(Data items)
--------------------
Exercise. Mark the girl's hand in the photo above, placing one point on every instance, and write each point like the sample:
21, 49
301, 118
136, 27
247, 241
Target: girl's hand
--------------------
◆ **Problem**
Retype every entry exactly as it stands.

◆ **Response area**
Exercise. Mark the girl's hand in the photo above, placing one point on every instance, and write each point like the sample:
21, 49
301, 118
136, 27
247, 241
Target: girl's hand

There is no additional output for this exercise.